### Objective
Put the listing, from its start through the line holding "208), (1270, 217)]", inclusive, into a two-column CSV with the header instruction,polygons. Give one row per answer: the wording before the answer goes under instruction and the answer under polygons, each in a single quoted field with line breaks turned into spaces, and the pictures left out.

+---+

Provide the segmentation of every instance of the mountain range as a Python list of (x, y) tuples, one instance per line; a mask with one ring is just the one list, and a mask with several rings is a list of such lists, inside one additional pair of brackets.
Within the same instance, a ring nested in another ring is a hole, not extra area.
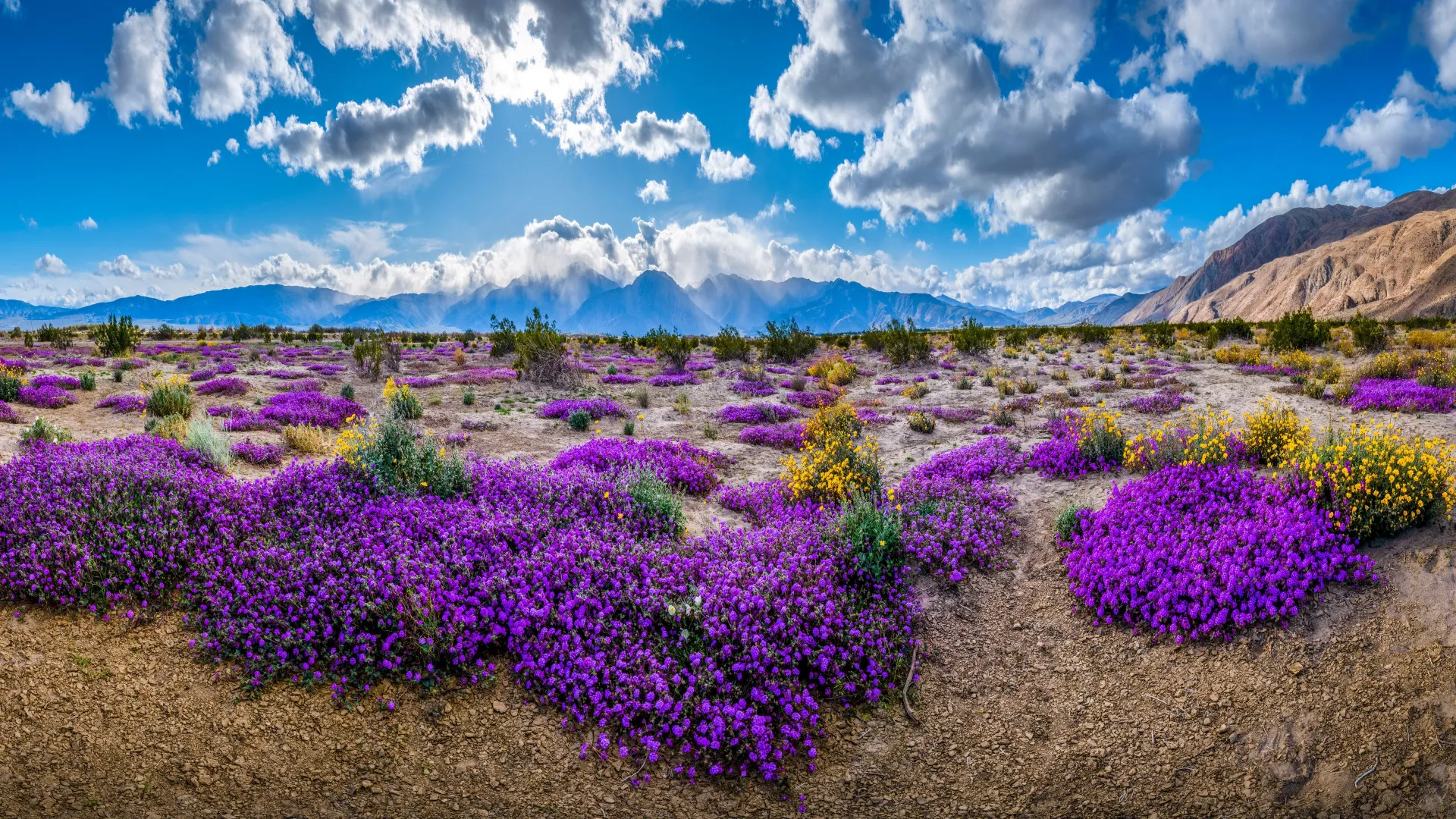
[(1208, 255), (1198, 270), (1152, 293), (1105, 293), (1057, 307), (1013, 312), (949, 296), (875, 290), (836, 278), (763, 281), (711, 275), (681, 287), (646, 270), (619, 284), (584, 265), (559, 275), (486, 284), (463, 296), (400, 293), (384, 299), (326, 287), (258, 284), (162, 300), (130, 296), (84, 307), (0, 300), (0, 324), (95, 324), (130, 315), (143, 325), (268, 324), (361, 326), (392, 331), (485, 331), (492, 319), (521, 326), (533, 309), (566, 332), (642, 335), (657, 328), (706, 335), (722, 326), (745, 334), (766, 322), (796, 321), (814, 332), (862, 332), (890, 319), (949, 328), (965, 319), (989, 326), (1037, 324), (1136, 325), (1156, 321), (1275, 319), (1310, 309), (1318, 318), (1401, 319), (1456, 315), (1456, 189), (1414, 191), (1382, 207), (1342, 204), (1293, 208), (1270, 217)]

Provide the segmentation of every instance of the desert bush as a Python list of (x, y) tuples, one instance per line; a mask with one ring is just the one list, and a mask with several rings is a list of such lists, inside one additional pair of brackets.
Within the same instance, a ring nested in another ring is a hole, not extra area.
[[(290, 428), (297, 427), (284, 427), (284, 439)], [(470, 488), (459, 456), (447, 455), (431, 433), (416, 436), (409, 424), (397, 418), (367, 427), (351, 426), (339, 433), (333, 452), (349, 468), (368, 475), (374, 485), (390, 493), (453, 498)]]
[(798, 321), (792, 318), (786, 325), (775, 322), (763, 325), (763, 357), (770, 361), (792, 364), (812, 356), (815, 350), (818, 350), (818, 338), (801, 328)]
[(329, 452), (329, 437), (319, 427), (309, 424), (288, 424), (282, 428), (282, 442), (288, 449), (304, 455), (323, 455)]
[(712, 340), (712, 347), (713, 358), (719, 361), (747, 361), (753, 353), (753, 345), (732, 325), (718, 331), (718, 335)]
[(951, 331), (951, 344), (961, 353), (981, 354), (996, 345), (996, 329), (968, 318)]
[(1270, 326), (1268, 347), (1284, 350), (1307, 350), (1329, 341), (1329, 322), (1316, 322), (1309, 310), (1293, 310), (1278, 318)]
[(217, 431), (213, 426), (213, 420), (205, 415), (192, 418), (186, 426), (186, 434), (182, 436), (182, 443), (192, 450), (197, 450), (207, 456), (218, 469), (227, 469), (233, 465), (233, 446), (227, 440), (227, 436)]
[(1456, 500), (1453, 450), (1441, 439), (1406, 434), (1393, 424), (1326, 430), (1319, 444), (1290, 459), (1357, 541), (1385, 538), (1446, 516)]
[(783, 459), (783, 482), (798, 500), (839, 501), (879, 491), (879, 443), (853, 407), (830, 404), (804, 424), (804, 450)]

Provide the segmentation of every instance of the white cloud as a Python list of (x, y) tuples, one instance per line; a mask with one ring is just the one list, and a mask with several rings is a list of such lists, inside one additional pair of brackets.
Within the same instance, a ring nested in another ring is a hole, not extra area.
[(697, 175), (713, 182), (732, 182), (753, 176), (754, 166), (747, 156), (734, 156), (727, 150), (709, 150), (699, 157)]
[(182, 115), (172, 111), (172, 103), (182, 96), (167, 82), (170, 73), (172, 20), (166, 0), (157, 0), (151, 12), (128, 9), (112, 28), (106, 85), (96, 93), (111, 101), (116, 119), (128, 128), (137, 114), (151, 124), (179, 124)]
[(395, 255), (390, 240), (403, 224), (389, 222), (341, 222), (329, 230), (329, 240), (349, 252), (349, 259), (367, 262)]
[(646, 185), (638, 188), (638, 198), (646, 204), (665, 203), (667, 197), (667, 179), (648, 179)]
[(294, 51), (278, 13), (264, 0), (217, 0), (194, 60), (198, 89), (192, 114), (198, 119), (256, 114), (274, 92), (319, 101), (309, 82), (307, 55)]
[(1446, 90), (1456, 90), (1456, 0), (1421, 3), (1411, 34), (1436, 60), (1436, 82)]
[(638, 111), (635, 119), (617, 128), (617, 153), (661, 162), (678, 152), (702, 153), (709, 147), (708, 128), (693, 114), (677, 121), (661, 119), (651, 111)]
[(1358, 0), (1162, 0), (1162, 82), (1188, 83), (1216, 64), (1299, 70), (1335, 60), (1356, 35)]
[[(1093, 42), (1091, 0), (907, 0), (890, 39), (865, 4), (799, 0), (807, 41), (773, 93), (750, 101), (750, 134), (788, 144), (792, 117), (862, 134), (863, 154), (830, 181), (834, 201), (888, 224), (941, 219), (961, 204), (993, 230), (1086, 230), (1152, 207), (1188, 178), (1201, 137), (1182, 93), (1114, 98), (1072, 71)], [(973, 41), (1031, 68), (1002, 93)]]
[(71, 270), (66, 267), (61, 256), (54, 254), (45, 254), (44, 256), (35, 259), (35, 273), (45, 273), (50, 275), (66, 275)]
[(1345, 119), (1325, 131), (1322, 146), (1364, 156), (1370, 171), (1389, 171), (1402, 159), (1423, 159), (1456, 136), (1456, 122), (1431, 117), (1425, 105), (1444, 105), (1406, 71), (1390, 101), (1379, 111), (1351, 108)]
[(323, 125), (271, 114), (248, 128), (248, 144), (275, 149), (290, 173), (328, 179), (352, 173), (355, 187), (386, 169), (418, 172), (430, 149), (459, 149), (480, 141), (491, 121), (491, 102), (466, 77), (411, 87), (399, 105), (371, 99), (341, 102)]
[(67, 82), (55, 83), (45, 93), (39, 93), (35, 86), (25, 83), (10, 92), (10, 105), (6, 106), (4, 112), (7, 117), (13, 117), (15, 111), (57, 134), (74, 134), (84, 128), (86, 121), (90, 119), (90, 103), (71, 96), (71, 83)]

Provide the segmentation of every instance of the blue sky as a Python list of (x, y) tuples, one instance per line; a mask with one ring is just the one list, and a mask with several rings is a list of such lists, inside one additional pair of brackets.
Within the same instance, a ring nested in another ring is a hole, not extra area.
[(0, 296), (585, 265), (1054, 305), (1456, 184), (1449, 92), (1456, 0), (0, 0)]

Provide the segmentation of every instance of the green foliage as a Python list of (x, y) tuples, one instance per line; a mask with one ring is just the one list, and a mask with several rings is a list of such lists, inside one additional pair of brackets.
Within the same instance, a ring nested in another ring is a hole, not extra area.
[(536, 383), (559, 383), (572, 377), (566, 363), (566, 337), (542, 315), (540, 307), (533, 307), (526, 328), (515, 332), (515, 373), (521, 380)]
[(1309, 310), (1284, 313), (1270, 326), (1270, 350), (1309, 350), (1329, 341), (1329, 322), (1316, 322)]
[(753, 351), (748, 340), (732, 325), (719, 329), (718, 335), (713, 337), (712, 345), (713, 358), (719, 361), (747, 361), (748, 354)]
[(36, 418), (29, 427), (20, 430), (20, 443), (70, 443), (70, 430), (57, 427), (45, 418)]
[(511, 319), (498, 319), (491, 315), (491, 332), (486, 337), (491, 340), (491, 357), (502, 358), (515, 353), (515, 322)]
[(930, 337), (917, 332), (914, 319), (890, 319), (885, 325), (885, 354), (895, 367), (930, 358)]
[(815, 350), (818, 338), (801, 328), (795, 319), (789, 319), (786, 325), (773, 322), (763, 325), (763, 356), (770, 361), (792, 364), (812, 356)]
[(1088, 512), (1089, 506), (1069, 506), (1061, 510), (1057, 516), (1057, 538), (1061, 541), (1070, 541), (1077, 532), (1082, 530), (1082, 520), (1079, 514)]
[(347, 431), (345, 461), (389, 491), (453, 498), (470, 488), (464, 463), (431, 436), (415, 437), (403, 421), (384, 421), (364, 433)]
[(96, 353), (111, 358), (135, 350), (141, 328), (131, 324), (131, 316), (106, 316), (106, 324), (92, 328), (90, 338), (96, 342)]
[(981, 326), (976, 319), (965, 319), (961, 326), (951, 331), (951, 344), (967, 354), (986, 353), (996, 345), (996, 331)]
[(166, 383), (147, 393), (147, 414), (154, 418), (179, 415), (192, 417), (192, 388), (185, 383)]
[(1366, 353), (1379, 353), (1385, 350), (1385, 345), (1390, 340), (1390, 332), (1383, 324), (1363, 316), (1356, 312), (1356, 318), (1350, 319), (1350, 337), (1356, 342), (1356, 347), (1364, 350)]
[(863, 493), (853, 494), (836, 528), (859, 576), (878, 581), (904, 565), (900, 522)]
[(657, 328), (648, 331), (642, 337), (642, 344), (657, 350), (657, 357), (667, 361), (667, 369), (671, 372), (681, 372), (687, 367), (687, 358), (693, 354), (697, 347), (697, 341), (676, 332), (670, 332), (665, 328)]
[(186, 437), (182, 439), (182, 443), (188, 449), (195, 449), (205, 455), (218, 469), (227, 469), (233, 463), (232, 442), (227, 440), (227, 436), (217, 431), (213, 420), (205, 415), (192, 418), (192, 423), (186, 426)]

+---+

### Output for this exercise
instruction,polygons
"Provide the segmentation of every instance of the mountain range as a Python list of (x, y) tuples, one instance per line; a mask with one ring is just the one list, and a mask with several rings is a list of such lists, inside one additional pair of brackets. Within the same instance, a ring nested in another ring is a hole, not extra area.","[(1208, 255), (1198, 270), (1152, 293), (1105, 293), (1057, 307), (1013, 312), (949, 296), (875, 290), (836, 278), (763, 281), (711, 275), (681, 287), (646, 270), (619, 284), (584, 265), (559, 275), (486, 284), (463, 296), (400, 293), (384, 299), (326, 287), (258, 284), (162, 300), (130, 296), (84, 307), (0, 300), (0, 324), (95, 324), (130, 315), (143, 325), (268, 324), (361, 326), (392, 331), (485, 331), (492, 319), (521, 326), (533, 309), (566, 332), (642, 335), (657, 328), (706, 335), (722, 326), (745, 334), (766, 322), (796, 321), (814, 332), (862, 332), (890, 319), (949, 328), (965, 319), (989, 326), (1037, 324), (1136, 325), (1156, 321), (1275, 319), (1310, 309), (1318, 318), (1401, 319), (1456, 315), (1456, 189), (1414, 191), (1382, 207), (1342, 204), (1293, 208), (1270, 217)]"